Rows:
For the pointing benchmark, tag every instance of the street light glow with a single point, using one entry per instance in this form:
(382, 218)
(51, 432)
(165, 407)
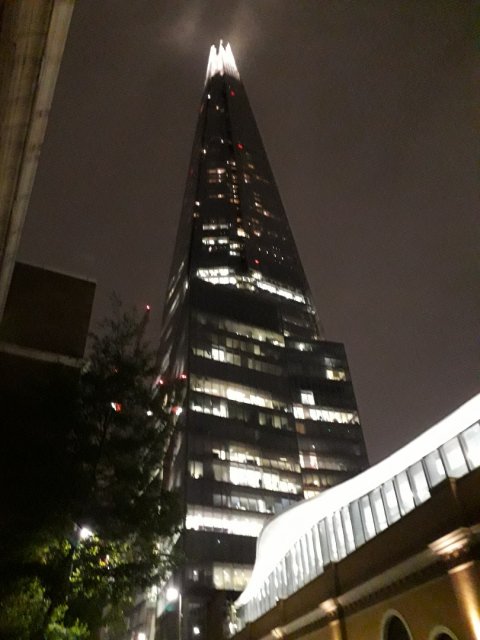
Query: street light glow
(172, 594)
(85, 533)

Work to be completed: Can you quote each row above word for word, leaving out the pictures?

Solution:
For the pointing benchmark, tag every instance of the street light glow with a single point, using one entry per instance in this form:
(382, 218)
(51, 432)
(165, 407)
Query: street light glow
(172, 594)
(85, 533)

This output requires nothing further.